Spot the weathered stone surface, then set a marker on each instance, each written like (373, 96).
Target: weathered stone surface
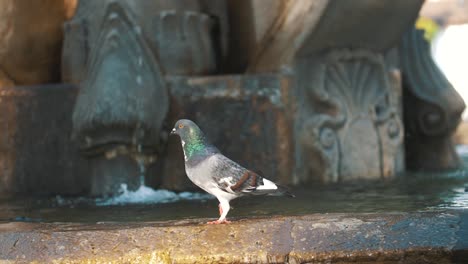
(31, 54)
(303, 28)
(446, 12)
(179, 34)
(119, 52)
(348, 124)
(36, 151)
(247, 117)
(385, 238)
(432, 106)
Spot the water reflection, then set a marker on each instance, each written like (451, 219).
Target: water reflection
(409, 192)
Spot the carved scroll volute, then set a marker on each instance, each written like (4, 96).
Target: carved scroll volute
(350, 128)
(432, 107)
(123, 97)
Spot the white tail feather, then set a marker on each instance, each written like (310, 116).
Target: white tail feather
(267, 185)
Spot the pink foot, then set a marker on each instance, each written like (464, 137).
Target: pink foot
(217, 222)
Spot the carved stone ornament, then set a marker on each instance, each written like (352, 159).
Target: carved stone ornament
(350, 127)
(432, 107)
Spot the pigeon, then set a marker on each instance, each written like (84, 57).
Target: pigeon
(216, 174)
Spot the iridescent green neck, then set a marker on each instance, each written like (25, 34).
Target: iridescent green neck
(194, 145)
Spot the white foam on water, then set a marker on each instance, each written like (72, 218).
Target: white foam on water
(147, 195)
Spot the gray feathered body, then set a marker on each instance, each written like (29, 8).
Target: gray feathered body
(222, 177)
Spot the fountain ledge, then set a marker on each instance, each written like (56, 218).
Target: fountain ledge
(419, 237)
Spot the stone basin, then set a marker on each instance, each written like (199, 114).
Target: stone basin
(418, 237)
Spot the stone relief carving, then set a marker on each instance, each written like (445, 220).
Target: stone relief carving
(123, 100)
(352, 124)
(435, 105)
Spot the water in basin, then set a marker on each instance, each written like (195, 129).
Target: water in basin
(409, 192)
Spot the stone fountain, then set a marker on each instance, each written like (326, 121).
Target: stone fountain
(313, 98)
(322, 92)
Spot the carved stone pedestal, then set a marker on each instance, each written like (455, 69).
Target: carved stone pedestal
(348, 125)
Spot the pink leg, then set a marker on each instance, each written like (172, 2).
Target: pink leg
(216, 222)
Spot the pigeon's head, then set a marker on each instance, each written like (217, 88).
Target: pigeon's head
(186, 130)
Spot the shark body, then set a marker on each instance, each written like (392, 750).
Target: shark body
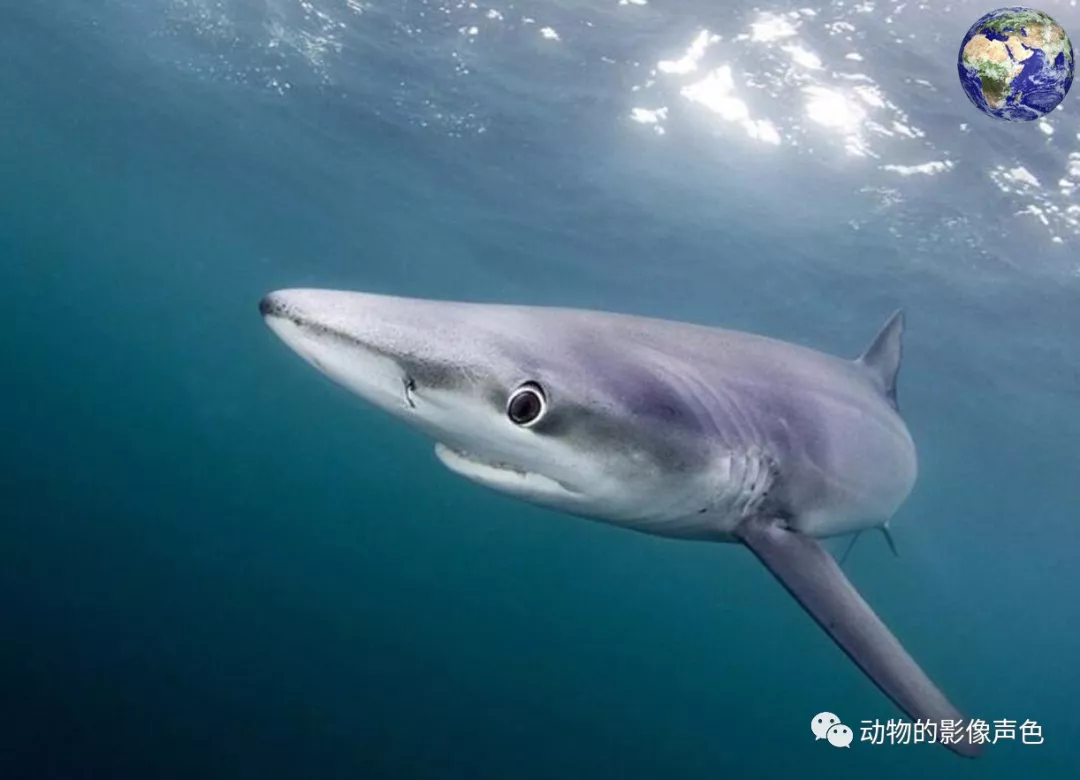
(666, 428)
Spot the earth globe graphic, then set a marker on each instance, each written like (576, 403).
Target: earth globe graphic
(1015, 64)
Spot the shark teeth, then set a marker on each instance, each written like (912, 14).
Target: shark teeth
(497, 473)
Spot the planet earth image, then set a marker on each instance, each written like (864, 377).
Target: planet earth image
(1015, 64)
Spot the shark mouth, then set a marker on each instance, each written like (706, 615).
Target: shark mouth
(499, 475)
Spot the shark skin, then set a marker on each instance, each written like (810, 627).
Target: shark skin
(666, 428)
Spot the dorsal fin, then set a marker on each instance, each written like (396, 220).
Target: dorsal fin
(881, 359)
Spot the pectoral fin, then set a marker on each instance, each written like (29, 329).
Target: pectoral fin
(815, 580)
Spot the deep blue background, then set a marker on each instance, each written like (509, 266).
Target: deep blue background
(214, 563)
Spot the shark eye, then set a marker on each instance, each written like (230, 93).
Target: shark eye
(526, 405)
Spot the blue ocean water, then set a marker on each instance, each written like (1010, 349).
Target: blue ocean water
(214, 563)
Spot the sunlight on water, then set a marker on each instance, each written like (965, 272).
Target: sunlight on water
(798, 80)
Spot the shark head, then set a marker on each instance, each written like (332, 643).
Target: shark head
(527, 401)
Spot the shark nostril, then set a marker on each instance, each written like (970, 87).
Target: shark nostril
(269, 306)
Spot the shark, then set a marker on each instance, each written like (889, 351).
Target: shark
(673, 429)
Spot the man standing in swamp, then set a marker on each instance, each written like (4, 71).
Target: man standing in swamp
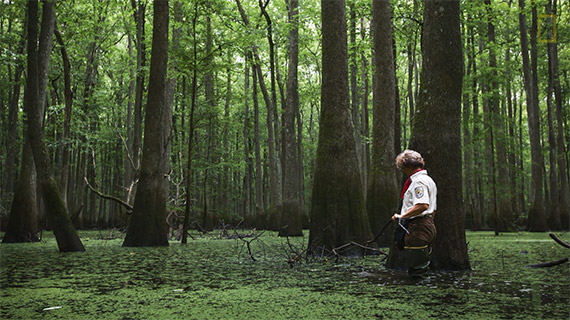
(416, 229)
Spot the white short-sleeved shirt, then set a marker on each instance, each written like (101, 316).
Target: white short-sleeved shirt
(422, 190)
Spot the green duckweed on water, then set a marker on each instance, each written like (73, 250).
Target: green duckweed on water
(213, 278)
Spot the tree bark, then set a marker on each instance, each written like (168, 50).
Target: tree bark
(503, 218)
(365, 127)
(38, 65)
(272, 123)
(440, 98)
(338, 214)
(64, 177)
(382, 194)
(564, 191)
(247, 216)
(536, 215)
(189, 173)
(12, 144)
(147, 226)
(291, 223)
(139, 17)
(259, 206)
(554, 221)
(354, 101)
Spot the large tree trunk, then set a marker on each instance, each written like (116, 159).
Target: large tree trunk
(259, 206)
(38, 64)
(64, 177)
(554, 221)
(189, 173)
(440, 98)
(382, 194)
(247, 216)
(564, 191)
(291, 223)
(139, 17)
(147, 226)
(354, 103)
(536, 215)
(338, 215)
(207, 216)
(12, 144)
(365, 127)
(22, 219)
(22, 223)
(272, 123)
(503, 217)
(468, 187)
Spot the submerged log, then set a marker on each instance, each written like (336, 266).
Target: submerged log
(548, 264)
(559, 241)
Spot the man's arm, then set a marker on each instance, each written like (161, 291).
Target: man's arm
(414, 211)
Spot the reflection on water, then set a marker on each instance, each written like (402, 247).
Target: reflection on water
(113, 279)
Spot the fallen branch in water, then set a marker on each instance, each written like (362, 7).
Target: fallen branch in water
(248, 242)
(109, 197)
(559, 241)
(336, 250)
(548, 264)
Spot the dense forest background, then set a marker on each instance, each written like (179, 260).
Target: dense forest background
(242, 145)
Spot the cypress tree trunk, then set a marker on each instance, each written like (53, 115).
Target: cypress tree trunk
(440, 98)
(22, 223)
(38, 64)
(139, 17)
(382, 194)
(259, 206)
(12, 144)
(554, 221)
(338, 215)
(365, 127)
(564, 191)
(147, 226)
(536, 216)
(64, 177)
(502, 214)
(272, 123)
(291, 224)
(354, 88)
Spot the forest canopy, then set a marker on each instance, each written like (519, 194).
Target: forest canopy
(240, 146)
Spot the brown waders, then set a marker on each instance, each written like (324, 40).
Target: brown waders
(416, 249)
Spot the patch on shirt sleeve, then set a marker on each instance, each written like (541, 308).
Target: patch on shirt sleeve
(419, 192)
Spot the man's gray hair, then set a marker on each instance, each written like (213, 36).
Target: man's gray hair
(409, 159)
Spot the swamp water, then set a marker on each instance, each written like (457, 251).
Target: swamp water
(212, 278)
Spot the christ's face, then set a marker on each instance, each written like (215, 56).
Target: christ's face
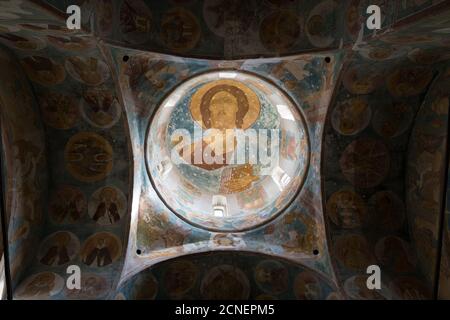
(223, 110)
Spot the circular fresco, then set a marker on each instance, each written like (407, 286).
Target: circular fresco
(224, 147)
(88, 156)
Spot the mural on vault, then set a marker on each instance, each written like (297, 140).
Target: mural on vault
(362, 121)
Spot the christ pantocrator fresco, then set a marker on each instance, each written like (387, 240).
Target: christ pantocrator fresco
(223, 105)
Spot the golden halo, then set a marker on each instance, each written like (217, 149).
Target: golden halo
(253, 101)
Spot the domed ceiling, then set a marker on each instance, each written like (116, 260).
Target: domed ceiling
(275, 148)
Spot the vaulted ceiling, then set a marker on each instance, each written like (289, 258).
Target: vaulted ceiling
(77, 108)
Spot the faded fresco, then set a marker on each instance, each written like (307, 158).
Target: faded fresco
(361, 118)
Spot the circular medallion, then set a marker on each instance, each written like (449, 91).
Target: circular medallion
(88, 157)
(224, 148)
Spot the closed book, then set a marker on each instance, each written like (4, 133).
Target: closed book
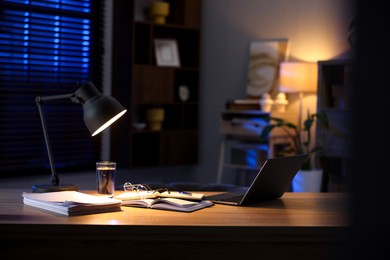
(71, 202)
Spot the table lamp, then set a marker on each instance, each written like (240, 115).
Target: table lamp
(298, 77)
(100, 111)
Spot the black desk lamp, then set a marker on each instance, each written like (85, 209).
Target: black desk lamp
(100, 111)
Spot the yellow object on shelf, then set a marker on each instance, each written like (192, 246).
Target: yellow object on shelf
(155, 116)
(159, 11)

:: EXERCISE INSTRUCTIONS ::
Please reproduce each entry above word for word and keep the pictures out of the copy.

:: EXPECTED OUTPUT ::
Spot the weathered stone surface, then set a marker on each instance, each written like (373, 96).
Target: weathered stone surface
(31, 54)
(303, 28)
(446, 12)
(179, 34)
(119, 52)
(348, 124)
(36, 151)
(247, 117)
(385, 238)
(432, 106)
Spot the water reflection, then set a marker on each instance, each written like (451, 219).
Target: water reflection
(409, 192)
Spot the carved scroll volute, then set a marker on each instance, each written like (4, 96).
Target: carved scroll volute
(350, 128)
(432, 107)
(123, 97)
Spot the white tail feather, then set a marker on each instance, each written like (310, 116).
Target: white tail feather
(267, 185)
Spot the pink foot, then set a marker on each instance, each written like (464, 137).
Target: pink foot
(217, 222)
Spot the carved stone ornament, then set a marker on each instance, each written like (352, 159).
Target: carved stone ornament
(350, 127)
(432, 107)
Spot the pigeon, then set a marker on each instance, each written like (84, 57).
Target: pigeon
(216, 174)
Spot the iridescent green neck, then set a marker on each instance, each written like (25, 34).
Target: iridescent green neck
(194, 145)
Spot the white foam on water, then set a marker on each instance, each written like (72, 218).
Target: white foam on water
(147, 195)
Spot the gray feathered body, then set a marker on each instance, each written like (29, 8).
Target: gray feathered body
(222, 177)
Spot the fountain ledge, then set a marker on each instance, each written like (56, 218).
Target: fountain ledge
(419, 237)
Spot the stone basin, then set a marker on each instance, each written like (199, 114).
Target: stone basin
(418, 237)
Spot the stone relief carving, then set a marker on each instance, each written like (445, 220).
Target: stone relief carving
(123, 100)
(352, 124)
(435, 105)
Spot the water in basin, then set a marker on each instance, each written like (195, 129).
Target: water in basin
(409, 192)
Spot the stone fountain, then set a marker on each instance, each written like (326, 121).
Target: stone fountain
(313, 98)
(322, 92)
Spot the carved stone pedestal, then set a marker on each instance, each written like (455, 69).
Target: carved stone pedestal
(348, 125)
Spot the pink leg, then set a marker on each instance, each written like (172, 2).
Target: pink leg
(216, 222)
Spot the pigeon's head, then set a marker on each instance, each written like (217, 88).
Target: pigeon's head
(186, 130)
Spot the shark body, then set a marker on each instance, each written like (392, 750).
Target: shark body
(666, 428)
Spot the earth globe graphic, then set a marker on each instance, each written like (576, 403).
Target: earth globe graphic
(1015, 64)
Spot the shark teeth, then set a marker on each instance, each written like (912, 14).
Target: shark teeth
(497, 473)
Spot the planet earth image, then set a marker on each instance, each written like (864, 377).
Target: planet earth image
(1015, 64)
Spot the shark mouth, then set a marker on each instance, each written like (706, 615).
Target: shark mouth
(499, 475)
Spot the shark skin, then set a marker on each instance, each written like (810, 627).
Target: shark skin
(666, 428)
Spot the dorsal fin, then set a marker on each instance, each written like (396, 220).
Target: dorsal fin
(881, 359)
Spot the pectoral fin, then set a marker on each instance, each written like (29, 329).
Target: pectoral fin
(815, 580)
Spot the deep blue background, then set a marker on each instance, each written like (509, 266).
Target: deep blue background
(214, 563)
Spot the shark eye, then set a marker on each instance, each written like (230, 93).
Target: shark eye
(526, 405)
Spot the blue ocean water, then set a marker on each instance, each written like (1010, 349).
Target: blue ocean water
(214, 563)
Spot the sunlight on water, then set a marker on each instance, each written like (965, 272).
Target: sunlight on water
(798, 80)
Spot the shark head, then set a marker on each instance, each written like (332, 643).
Target: shark head
(527, 401)
Spot the shark nostril, then set a marker on each instance, each written like (970, 87).
Target: shark nostril
(269, 306)
Spot the shark, then set a marker on each instance, each written like (889, 351).
Target: shark
(673, 429)
Spot the man standing in swamp, then set a marker on each instance, each written like (4, 71).
Target: man standing in swamp
(416, 229)
Spot the white short-sleeved shirt, then set a marker on each instance, each written like (101, 316).
Target: white short-sleeved shirt
(422, 190)
Spot the green duckweed on water, then set a marker on each instance, each written like (73, 250).
Target: green duckweed on water
(213, 278)
Spot the tree bark, then set a marker on each instance, each written like (168, 50).
Target: tree bark
(503, 218)
(365, 127)
(38, 65)
(272, 123)
(440, 98)
(338, 214)
(64, 177)
(382, 194)
(564, 191)
(247, 216)
(536, 215)
(189, 173)
(12, 144)
(147, 226)
(291, 223)
(139, 17)
(259, 206)
(554, 221)
(354, 101)
Spot the large tree trunk, then set a marker on each instance, each written like (116, 159).
Target: large tree trunk
(259, 206)
(38, 64)
(64, 177)
(554, 221)
(189, 173)
(440, 98)
(382, 194)
(247, 216)
(564, 191)
(291, 223)
(139, 17)
(147, 226)
(354, 103)
(536, 215)
(338, 215)
(207, 216)
(12, 144)
(365, 127)
(22, 219)
(22, 223)
(272, 123)
(503, 217)
(468, 187)
Spot the submerged log, then set a marker on each instance, each written like (336, 266).
Target: submerged log
(548, 264)
(559, 241)
Spot the man's arm, then set a marker on each instance, each written like (161, 291).
Target: man's arm
(414, 211)
Spot the reflection on water, then set a marker on each instance, each written like (402, 247).
Target: reflection on water
(113, 279)
Spot the fallen branch in water, then set a marker on each instance, each written like (362, 7).
Target: fallen branch in water
(248, 242)
(109, 197)
(559, 241)
(336, 250)
(548, 264)
Spot the dense forest background, then set a marker on each instance, each written like (179, 260).
Target: dense forest background
(242, 145)
Spot the cypress tree trunk, then set a marker on each instance, each written like (53, 115).
Target: cypress tree trunk
(440, 98)
(22, 223)
(38, 64)
(139, 17)
(382, 194)
(259, 206)
(12, 144)
(554, 221)
(338, 215)
(365, 127)
(564, 191)
(147, 226)
(536, 216)
(64, 177)
(502, 214)
(272, 123)
(291, 224)
(354, 88)
Spot the forest canopy, then set a marker on each instance, each written like (519, 194).
Target: forest canopy
(240, 146)
Spot the brown waders, then set a marker on each instance, each written like (324, 40).
Target: brown waders
(416, 249)
Spot the patch on shirt sleeve, then set a marker on each instance, each written like (541, 308).
Target: patch on shirt sleeve
(419, 192)
Spot the man's gray hair, then set a marker on each instance, each written like (213, 36).
Target: man's gray hair
(409, 159)
Spot the swamp water, then set a marker on each instance, each written like (457, 251).
Target: swamp water
(212, 278)
Spot the christ's face, then set a marker on each instance, each written like (215, 56).
Target: christ's face
(223, 110)
Spot the circular fresco, then set a marker on each instance, each written like (407, 286).
Target: circular fresco
(224, 147)
(88, 156)
Spot the mural on vault, then set a marker on each instance, each written like (297, 140).
Target: mural on vault
(362, 121)
Spot the christ pantocrator fresco, then set a marker on each instance, each written like (387, 240).
Target: christ pantocrator fresco
(223, 105)
Spot the golden halo, then set a marker on each instance, each written like (217, 149).
Target: golden halo
(253, 101)
Spot the domed ceiling, then set a marker on each instance, each written like (116, 260).
Target: domed ceiling
(275, 148)
Spot the vaulted ceiling, then set a marker on each instance, each written like (289, 258).
Target: vaulted ceiling
(77, 108)
Spot the faded fresco, then set a marker on each instance, each written like (307, 158).
Target: faded fresco
(361, 118)
Spot the circular medallion, then set a marker on each instance, each written like (449, 91).
Target: circular medallion
(88, 157)
(224, 148)
Spot the closed book, then set a marker on each instance, each written like (4, 133).
Target: closed book
(71, 202)
Spot the table lamp, then set a marker on each instance, each written like (240, 115).
Target: table lamp
(298, 77)
(100, 111)
Spot the black desk lamp, then set a marker on each instance, each written like (85, 209).
Target: black desk lamp
(100, 111)
Spot the yellow object on shelf, then set a marker on each instance, each written like (192, 246).
Target: yellow object on shelf
(155, 116)
(159, 11)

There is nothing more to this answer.